◆ STATED GOAL:
Can you set out every line of the records below as a numbered list, dropping blank lines and leaving the pictures out of your answer?

◆ INFORMATION SHOWN:

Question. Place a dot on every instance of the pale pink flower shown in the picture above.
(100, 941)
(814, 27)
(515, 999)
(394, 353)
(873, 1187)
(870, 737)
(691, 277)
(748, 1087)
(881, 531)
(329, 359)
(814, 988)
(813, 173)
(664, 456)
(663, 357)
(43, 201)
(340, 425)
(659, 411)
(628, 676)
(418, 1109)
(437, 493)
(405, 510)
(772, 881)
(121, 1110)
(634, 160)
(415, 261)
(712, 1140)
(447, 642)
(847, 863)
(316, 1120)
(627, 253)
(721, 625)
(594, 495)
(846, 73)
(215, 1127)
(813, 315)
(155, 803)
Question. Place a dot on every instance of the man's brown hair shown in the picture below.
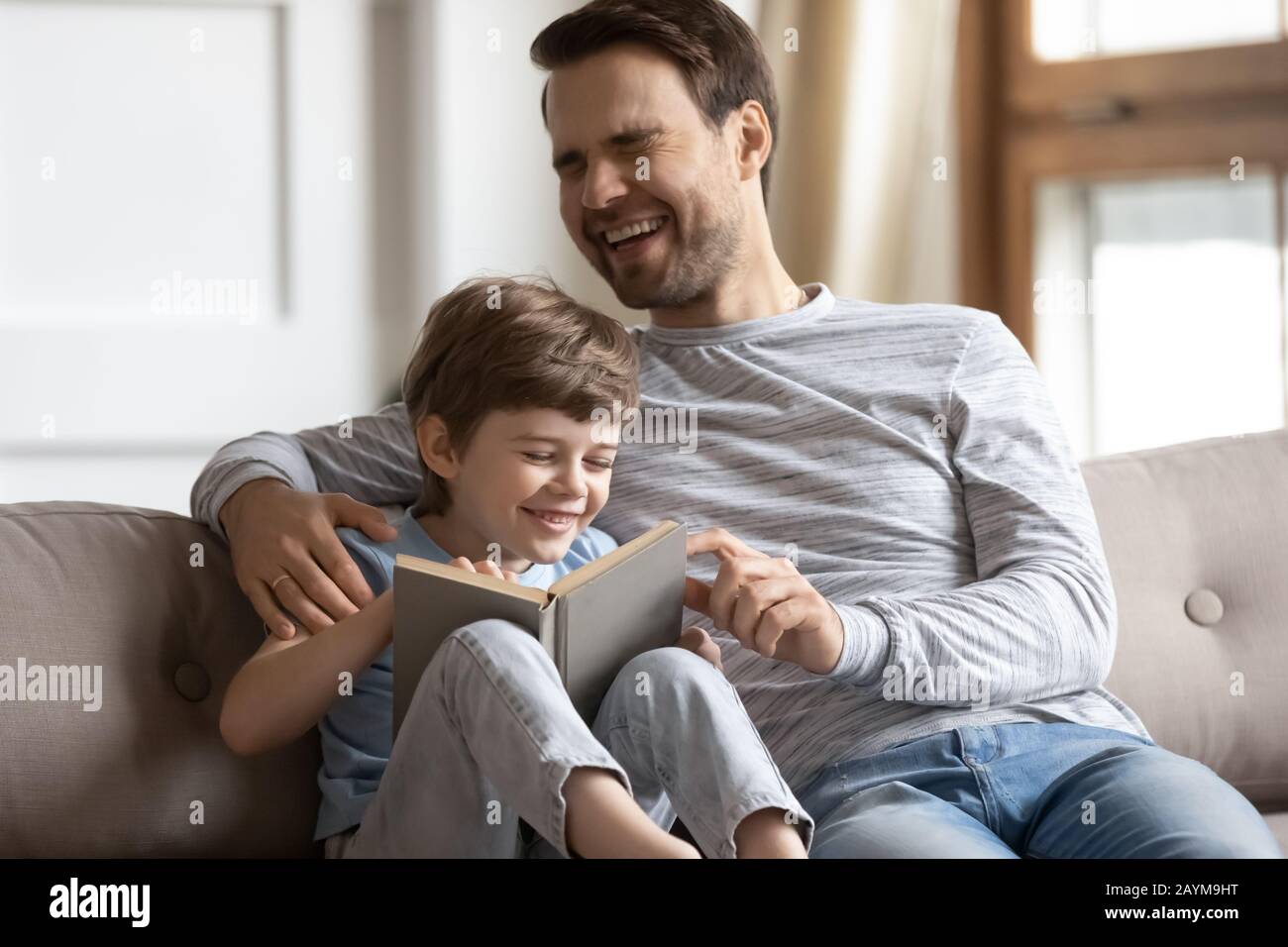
(719, 54)
(496, 343)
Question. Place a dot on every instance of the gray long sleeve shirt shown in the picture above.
(907, 457)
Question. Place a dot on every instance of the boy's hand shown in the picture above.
(697, 641)
(484, 566)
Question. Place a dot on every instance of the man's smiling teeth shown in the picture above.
(632, 230)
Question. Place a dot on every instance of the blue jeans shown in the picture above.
(1038, 789)
(490, 736)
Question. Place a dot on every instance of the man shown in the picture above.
(914, 607)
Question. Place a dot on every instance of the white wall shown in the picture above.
(351, 159)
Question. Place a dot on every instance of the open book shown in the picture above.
(591, 621)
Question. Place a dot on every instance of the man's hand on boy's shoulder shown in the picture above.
(765, 603)
(696, 639)
(286, 553)
(484, 566)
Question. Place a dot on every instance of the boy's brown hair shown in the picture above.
(719, 54)
(503, 344)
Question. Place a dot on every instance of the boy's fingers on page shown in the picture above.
(488, 567)
(697, 595)
(348, 512)
(721, 543)
(266, 605)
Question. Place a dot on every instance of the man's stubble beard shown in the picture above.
(696, 266)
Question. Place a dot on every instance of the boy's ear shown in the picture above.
(436, 447)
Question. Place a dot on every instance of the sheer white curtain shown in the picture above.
(864, 184)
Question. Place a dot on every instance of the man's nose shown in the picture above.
(603, 184)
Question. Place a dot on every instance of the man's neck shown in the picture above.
(756, 289)
(460, 539)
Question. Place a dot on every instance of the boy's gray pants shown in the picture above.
(490, 736)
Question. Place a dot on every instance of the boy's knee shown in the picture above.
(664, 668)
(496, 641)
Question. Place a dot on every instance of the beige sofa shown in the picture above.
(1197, 538)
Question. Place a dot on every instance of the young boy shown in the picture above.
(500, 392)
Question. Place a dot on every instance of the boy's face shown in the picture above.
(630, 146)
(532, 480)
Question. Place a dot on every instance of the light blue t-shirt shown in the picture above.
(357, 731)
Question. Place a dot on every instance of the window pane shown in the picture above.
(1089, 29)
(1158, 308)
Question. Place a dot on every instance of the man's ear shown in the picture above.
(752, 138)
(436, 447)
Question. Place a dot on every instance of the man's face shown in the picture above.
(608, 111)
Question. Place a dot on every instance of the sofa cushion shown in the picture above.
(147, 774)
(1197, 539)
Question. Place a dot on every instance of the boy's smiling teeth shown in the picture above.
(555, 518)
(621, 234)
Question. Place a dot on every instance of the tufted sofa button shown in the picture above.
(1205, 607)
(192, 682)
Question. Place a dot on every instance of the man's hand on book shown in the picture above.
(765, 603)
(484, 566)
(286, 553)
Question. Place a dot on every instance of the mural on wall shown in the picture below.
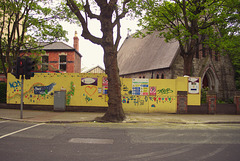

◆ EXERCISE ANSWER:
1. Question. Place a dot on every instance of the pale pink flower shown in the picture above.
2. (100, 941)
3. (814, 27)
4. (515, 999)
5. (394, 353)
6. (873, 1187)
7. (870, 737)
8. (691, 277)
9. (748, 1087)
10. (881, 531)
11. (329, 359)
12. (814, 988)
13. (813, 173)
14. (664, 456)
15. (663, 357)
16. (43, 201)
17. (340, 425)
18. (659, 411)
19. (628, 676)
20. (418, 1109)
21. (437, 493)
22. (405, 510)
23. (772, 881)
24. (121, 1110)
25. (634, 160)
26. (415, 261)
27. (712, 1140)
28. (447, 642)
29. (847, 863)
30. (316, 1120)
31. (627, 253)
32. (721, 625)
33. (594, 495)
34. (846, 73)
35. (215, 1127)
36. (813, 315)
37. (155, 803)
38. Question. Place a dot on every instance of the man's brown hair shown in the picture below.
39. (719, 54)
40. (496, 343)
41. Question. Place a dot on every instance of the gray long sleeve shirt shown in the picture above.
42. (907, 457)
43. Question. Place a dot on every instance of the boy's hand shown in the picture above.
44. (697, 641)
45. (484, 566)
46. Question. Place a dot on every instance of the man's smiling teeth shown in the picture above.
47. (632, 230)
48. Question. Place a dot on every instance of the blue jeans shown in the picture above.
49. (1038, 789)
50. (490, 736)
51. Question. Place a dot on every instance of the man shown in the picture above.
52. (914, 607)
53. Question. Place a dot on every instance of the white wall shown in the picture above.
54. (351, 159)
55. Question. Place a dot on every instance of the open book shown in the picture above.
56. (591, 621)
57. Question. Place a dot on every instance of the man's hand on boy's shoulder shown in the picture above.
58. (765, 603)
59. (696, 639)
60. (286, 553)
61. (484, 566)
62. Question. Place a dot on every instance of the boy's brown hair shown in the picture above.
63. (719, 54)
64. (503, 344)
65. Question. Place a dot on every instance of the boy's fingers on page shown in the picture above.
66. (488, 567)
67. (697, 595)
68. (348, 512)
69. (721, 543)
70. (266, 605)
71. Question. Place a dot on every instance of the man's stubble beard shown in the picture above.
72. (696, 266)
73. Question. Place a dot on every instance of the boy's ear shown in the picture above.
74. (436, 447)
75. Question. Place a dot on every instance of the sheer white curtain shown in the picture above.
76. (864, 184)
77. Question. Place a dot on every instance of the man's nose shown in the picture above.
78. (603, 184)
79. Question. Place a dot on every instance of the man's neck shown in the picture above.
80. (756, 289)
81. (460, 539)
82. Question. Place a dot on every instance of the boy's gray pants shown in the picture above.
83. (490, 736)
84. Question. Place a dot on every instance of the boy's knee shown in the picture above.
85. (664, 668)
86. (496, 641)
87. Question. Place a dot on every instance of the beige sofa shown in the picture above.
88. (1197, 538)
89. Question. Place a dot on every instance of the young boy shown in the picture above.
90. (500, 392)
91. Question. Place a dot on every instance of the boy's face shown in the picture above.
92. (630, 146)
93. (532, 480)
94. Question. Place a dot on every instance of the light blue t-shirt shown in the picture above.
95. (357, 731)
96. Question. Place a dot on every instance of the window pane shown in the picture above.
97. (1089, 29)
98. (1158, 308)
99. Question. Place a dot on every instance of the man's ear shown in the picture above.
100. (752, 138)
101. (436, 447)
102. Question. Place a dot on every instance of the man's face shown in the picture above.
103. (608, 111)
104. Question. Place a dot on every instance of the sofa cushion shown in the picture above.
105. (147, 774)
106. (1197, 539)
107. Question. Place a dot on every instance of the boy's smiling teeth shown in the picture above.
108. (555, 518)
109. (621, 234)
110. Question. Place a dot on every instance of the tufted sofa button shown in the picture above.
111. (1205, 607)
112. (192, 682)
113. Question. Place a dot on every instance of the man's hand on book shown in the picture above.
114. (765, 603)
115. (484, 566)
116. (286, 553)
117. Question. Place a dot on every instance of the mural on wall shown in the picture below.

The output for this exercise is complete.